*** RECORDS PROVIDED
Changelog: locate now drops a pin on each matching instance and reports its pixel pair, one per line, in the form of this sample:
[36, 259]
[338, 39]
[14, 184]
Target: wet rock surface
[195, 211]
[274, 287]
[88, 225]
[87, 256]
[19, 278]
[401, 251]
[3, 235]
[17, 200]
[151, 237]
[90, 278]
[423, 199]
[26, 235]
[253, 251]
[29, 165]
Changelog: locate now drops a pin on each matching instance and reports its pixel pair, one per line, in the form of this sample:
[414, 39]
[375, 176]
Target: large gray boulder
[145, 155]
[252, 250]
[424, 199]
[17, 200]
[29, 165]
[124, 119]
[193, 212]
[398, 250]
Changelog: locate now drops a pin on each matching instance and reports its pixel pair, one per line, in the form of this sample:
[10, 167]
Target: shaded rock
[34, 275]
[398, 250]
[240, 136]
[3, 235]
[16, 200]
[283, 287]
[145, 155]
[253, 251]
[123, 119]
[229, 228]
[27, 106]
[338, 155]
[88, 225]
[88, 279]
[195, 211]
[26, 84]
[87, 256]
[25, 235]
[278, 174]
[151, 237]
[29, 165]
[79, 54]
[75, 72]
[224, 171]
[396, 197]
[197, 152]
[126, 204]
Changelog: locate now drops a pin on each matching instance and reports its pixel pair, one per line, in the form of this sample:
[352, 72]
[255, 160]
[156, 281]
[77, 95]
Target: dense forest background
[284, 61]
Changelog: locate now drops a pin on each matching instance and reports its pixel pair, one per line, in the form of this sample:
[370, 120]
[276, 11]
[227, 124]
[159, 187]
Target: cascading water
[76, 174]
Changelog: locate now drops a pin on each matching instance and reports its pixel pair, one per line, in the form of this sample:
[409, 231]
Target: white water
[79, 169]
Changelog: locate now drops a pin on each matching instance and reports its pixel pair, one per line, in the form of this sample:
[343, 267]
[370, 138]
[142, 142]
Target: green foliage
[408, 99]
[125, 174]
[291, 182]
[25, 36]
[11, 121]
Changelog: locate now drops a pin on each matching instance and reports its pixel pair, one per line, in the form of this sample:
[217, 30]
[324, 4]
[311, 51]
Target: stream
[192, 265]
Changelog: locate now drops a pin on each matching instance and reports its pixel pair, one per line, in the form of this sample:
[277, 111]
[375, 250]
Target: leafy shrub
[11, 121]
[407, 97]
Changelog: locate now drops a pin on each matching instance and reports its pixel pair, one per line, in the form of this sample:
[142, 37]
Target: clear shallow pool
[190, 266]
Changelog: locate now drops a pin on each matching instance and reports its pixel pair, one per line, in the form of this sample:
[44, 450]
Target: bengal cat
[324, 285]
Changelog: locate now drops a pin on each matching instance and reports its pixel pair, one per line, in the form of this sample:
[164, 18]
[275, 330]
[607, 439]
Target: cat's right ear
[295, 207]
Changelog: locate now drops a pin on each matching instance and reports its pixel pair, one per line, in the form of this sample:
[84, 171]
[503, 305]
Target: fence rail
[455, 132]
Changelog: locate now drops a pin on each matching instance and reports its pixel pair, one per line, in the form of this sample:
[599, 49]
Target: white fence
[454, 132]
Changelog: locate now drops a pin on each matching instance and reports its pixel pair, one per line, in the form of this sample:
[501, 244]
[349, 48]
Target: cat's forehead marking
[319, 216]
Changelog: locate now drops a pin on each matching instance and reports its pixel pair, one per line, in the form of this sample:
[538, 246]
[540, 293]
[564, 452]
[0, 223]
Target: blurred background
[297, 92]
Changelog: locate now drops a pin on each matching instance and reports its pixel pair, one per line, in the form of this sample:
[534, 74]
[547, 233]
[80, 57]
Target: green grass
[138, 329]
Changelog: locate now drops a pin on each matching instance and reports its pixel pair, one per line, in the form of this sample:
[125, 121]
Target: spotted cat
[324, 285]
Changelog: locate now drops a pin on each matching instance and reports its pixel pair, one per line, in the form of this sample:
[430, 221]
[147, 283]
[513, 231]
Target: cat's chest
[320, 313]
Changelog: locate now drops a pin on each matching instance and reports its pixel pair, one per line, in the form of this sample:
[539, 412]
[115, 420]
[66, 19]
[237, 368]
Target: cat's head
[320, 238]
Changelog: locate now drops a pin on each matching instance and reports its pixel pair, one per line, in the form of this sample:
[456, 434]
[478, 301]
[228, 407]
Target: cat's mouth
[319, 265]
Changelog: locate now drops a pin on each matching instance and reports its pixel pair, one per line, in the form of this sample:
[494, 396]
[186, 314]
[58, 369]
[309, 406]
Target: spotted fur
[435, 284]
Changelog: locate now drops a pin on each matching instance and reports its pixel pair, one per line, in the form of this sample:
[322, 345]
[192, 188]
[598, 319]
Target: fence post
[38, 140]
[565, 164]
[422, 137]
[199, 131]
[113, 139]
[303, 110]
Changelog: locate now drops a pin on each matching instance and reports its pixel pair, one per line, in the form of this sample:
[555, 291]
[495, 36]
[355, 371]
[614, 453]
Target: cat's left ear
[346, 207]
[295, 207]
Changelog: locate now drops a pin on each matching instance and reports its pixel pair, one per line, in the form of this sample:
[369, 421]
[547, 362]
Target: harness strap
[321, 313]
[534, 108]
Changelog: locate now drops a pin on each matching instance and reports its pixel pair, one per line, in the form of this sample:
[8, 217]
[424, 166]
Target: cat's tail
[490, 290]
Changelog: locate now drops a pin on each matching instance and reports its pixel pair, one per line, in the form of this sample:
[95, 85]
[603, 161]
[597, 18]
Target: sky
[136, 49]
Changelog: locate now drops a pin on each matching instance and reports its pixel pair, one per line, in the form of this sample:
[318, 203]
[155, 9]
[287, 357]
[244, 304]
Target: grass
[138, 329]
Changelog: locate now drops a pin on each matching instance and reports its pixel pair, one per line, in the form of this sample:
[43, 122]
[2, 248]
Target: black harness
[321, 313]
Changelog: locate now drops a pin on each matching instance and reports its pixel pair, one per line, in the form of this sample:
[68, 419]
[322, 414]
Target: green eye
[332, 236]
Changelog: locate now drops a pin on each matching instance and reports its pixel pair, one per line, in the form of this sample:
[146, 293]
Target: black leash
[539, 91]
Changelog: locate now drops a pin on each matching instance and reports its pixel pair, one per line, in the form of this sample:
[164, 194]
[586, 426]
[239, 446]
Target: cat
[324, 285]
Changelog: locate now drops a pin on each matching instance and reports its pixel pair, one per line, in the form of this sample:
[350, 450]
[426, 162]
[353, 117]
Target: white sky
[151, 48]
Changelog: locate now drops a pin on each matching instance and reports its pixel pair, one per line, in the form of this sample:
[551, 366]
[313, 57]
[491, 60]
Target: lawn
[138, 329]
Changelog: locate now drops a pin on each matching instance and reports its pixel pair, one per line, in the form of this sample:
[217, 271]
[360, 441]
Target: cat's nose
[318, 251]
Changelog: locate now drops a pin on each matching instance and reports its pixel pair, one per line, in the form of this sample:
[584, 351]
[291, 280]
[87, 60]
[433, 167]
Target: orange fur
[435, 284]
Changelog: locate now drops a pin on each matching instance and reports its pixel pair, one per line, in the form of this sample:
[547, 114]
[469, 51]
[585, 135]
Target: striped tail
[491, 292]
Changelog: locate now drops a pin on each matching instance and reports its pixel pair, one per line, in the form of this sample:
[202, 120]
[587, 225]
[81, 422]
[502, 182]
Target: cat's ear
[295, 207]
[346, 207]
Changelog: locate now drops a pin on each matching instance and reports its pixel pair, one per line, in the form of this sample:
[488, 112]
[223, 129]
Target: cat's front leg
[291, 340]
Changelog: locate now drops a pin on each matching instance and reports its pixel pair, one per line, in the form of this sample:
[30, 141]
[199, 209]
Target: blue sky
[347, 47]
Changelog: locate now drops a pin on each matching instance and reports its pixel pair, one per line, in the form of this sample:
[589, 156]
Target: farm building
******
DO THIS ->
Repeat the records above exactly.

WRITTEN SOLUTION ->
Changelog: locate now drops a pin on each matching instance and reports its pixel pair, one per line, in the form of this sample:
[36, 259]
[338, 39]
[14, 184]
Target: wet rock surface
[195, 211]
[274, 287]
[88, 225]
[87, 256]
[19, 278]
[401, 251]
[3, 235]
[17, 200]
[151, 237]
[90, 278]
[423, 199]
[26, 235]
[253, 251]
[29, 165]
Changelog: locate now drops a pin on each matching instance and reports its pixel pair, one per line, in the form of this sample:
[414, 39]
[375, 176]
Target: large gray boulder
[145, 155]
[252, 250]
[424, 199]
[17, 200]
[29, 165]
[124, 119]
[193, 212]
[398, 250]
Changelog: locate now drops a pin on each matching instance and reports its pixel pair, one per line, in the form of this sample:
[10, 167]
Target: shaded rock
[34, 275]
[398, 250]
[240, 136]
[3, 235]
[16, 200]
[283, 287]
[145, 155]
[253, 251]
[123, 119]
[229, 228]
[27, 106]
[338, 155]
[88, 225]
[88, 279]
[195, 211]
[26, 84]
[87, 256]
[25, 235]
[278, 174]
[151, 237]
[29, 165]
[79, 54]
[75, 72]
[224, 171]
[396, 197]
[197, 152]
[126, 204]
Changelog: locate now drops a pin on each matching instance and reports its pixel pair, one per line, in the form of this sample:
[352, 72]
[255, 160]
[156, 281]
[77, 95]
Target: dense forest background
[284, 61]
Changelog: locate now drops a pin on each matching instance and reports its pixel pair, one per line, in the form of this sample:
[370, 120]
[276, 11]
[227, 124]
[159, 187]
Target: cascading water
[76, 174]
Changelog: locate now drops a pin on each matching instance and reports its pixel pair, one per line, in the form of this sample:
[409, 231]
Target: white water
[79, 169]
Changelog: locate now drops a pin on each matching instance and reports its pixel pair, one per line, in the form of this sample:
[343, 267]
[370, 138]
[142, 142]
Target: green foliage
[408, 99]
[125, 174]
[291, 182]
[25, 36]
[11, 121]
Changelog: locate now drops a pin on each matching instance and reports its pixel pair, one per line, in the form of this sample:
[217, 30]
[324, 4]
[311, 51]
Target: stream
[192, 265]
Changelog: locate now drops a pin on each matching instance and reports its pixel pair, one per line, in the form of this sample:
[277, 111]
[375, 250]
Target: leafy shrub
[11, 121]
[407, 97]
Changelog: locate now drops a pin on each matching instance and reports its pixel pair, one per line, in the form of this sample:
[142, 37]
Target: clear shallow pool
[190, 266]
Changelog: locate now drops a pin on each matching instance and reports its pixel pair, one per line, in the form of this sample:
[44, 450]
Target: bengal cat
[324, 285]
Changelog: locate now drops a pin on each matching instance and reports its pixel pair, one per line, in the form of this sample:
[164, 18]
[275, 330]
[607, 439]
Target: cat's right ear
[295, 207]
Changelog: locate now drops a pin on each matching instance and reports its pixel pair, one per line, in the form of this sample:
[84, 171]
[503, 305]
Target: fence rail
[455, 132]
Changelog: locate now drops a pin on each matching instance and reports its pixel pair, one per line, in the form of this sample:
[599, 49]
Target: white fence
[454, 132]
Changelog: locate now drops a pin on each matching instance and reports its pixel pair, one per line, in the form of this sample:
[501, 244]
[349, 48]
Target: cat's forehead marking
[319, 216]
Changelog: locate now drops a pin on each matching instance and reports its pixel pair, one per line, in the form of this sample:
[538, 246]
[540, 293]
[564, 452]
[0, 223]
Target: blurred background
[297, 92]
Changelog: locate now drops a pin on each matching instance and reports its pixel pair, one per line, in the form of this sample:
[534, 74]
[547, 233]
[80, 57]
Target: green grass
[138, 329]
Changelog: locate now drops a pin on each matching instance and reports its pixel pair, one per line, in the form of this sample:
[125, 121]
Target: spotted cat
[324, 285]
Changelog: locate now drops a pin on each matching instance and reports its pixel pair, one per line, in the form of this sample:
[430, 221]
[147, 283]
[513, 231]
Target: cat's chest
[320, 313]
Changelog: locate now drops a pin on each matching instance and reports its pixel pair, one per line, in the form of this sample:
[539, 412]
[115, 420]
[66, 19]
[237, 368]
Target: cat's head
[320, 238]
Changelog: locate now drops a pin on each matching instance and reports its pixel pair, one per line, in the form of this sample:
[456, 434]
[478, 301]
[228, 407]
Target: cat's mouth
[319, 265]
Changelog: locate now drops a pin on each matching instance and reports its pixel pair, one per line, in the form of this sample:
[494, 396]
[186, 314]
[58, 369]
[309, 406]
Target: spotted fur
[435, 284]
Changelog: locate now drops a pin on each matching instance and reports its pixel pair, one per line, in the form of this sample:
[322, 345]
[192, 188]
[598, 319]
Target: fence post
[38, 140]
[565, 164]
[422, 137]
[199, 131]
[113, 139]
[303, 110]
Changelog: locate now drops a pin on each matching instance and reports its pixel pair, one per line, in the form of this sample:
[555, 291]
[495, 36]
[355, 371]
[614, 453]
Target: cat's left ear
[346, 207]
[295, 207]
Changelog: locate now drops a pin on each matching instance and reports its pixel pair, one per line, in the form of this sample:
[369, 421]
[547, 362]
Target: harness strap
[321, 313]
[534, 108]
Changelog: locate now drops a pin on each matching instance and reports its pixel pair, one per line, in the form of this sample:
[8, 217]
[424, 166]
Target: cat's tail
[490, 290]
Changelog: locate now drops a pin on each matching instance and reports its pixel pair, one per line, in the form of this sample:
[95, 85]
[603, 161]
[597, 18]
Target: sky
[136, 49]
Changelog: locate now drops a pin on each matching instance and reports its pixel pair, one per line, in the form of this sample:
[318, 203]
[155, 9]
[287, 357]
[244, 304]
Target: grass
[138, 329]
Changelog: locate now drops a pin on each matching instance and reports its pixel pair, one per line, in the form of this sample:
[43, 122]
[2, 248]
Target: black harness
[321, 313]
Changelog: locate now drops a pin on each matching instance and reports its pixel pair, one per line, in the form of this sample:
[68, 419]
[322, 414]
Target: green eye
[332, 236]
Changelog: locate now drops a pin on each matching instance and reports its pixel pair, one per line, in the form of this sample:
[146, 293]
Target: black leash
[539, 91]
Changelog: locate now drops a pin on each matching instance and reports its pixel pair, one per line, in the form of this sample:
[164, 194]
[586, 426]
[239, 446]
Target: cat
[324, 285]
Changelog: locate now drops a pin on each matching instance and reports its pixel pair, one per line, in the form of this sample:
[350, 450]
[426, 162]
[353, 117]
Target: white sky
[151, 48]
Changelog: locate now drops a pin on each matching instance and reports its pixel pair, one per line, in the form of this sample:
[551, 366]
[313, 57]
[491, 60]
Target: lawn
[138, 329]
Changelog: locate now drops a pin on each matching instance and reports its pixel pair, one per line, in the form of this sample:
[217, 271]
[360, 441]
Target: cat's nose
[318, 251]
Changelog: locate now drops a pin on each matching instance and reports its pixel pair, one per line, in the form of this sample:
[584, 351]
[291, 280]
[87, 60]
[433, 167]
Target: orange fur
[435, 284]
Changelog: locate now drops a pin on each matching instance and reports its pixel pair, one per line, in the form of this sample:
[547, 114]
[469, 51]
[585, 135]
Target: striped tail
[491, 292]
Changelog: locate now drops a pin on each matching instance and reports its pixel pair, one per line, in the form of this sample:
[202, 120]
[587, 225]
[81, 422]
[502, 182]
Target: cat's ear
[295, 207]
[346, 207]
Changelog: locate now drops a pin on each matching instance and reports its pixel pair, one per line, in the form of this sample:
[488, 112]
[223, 129]
Target: cat's front leg
[291, 340]
Changelog: locate now drops a pin on each matching instance and reports its pixel pair, one per line, in the form of this sample:
[30, 141]
[199, 209]
Target: blue sky
[347, 47]
Changelog: locate now drops a pin on each matching instance and reports its pixel pair, one per line, in the form of this sample:
[589, 156]
Target: farm building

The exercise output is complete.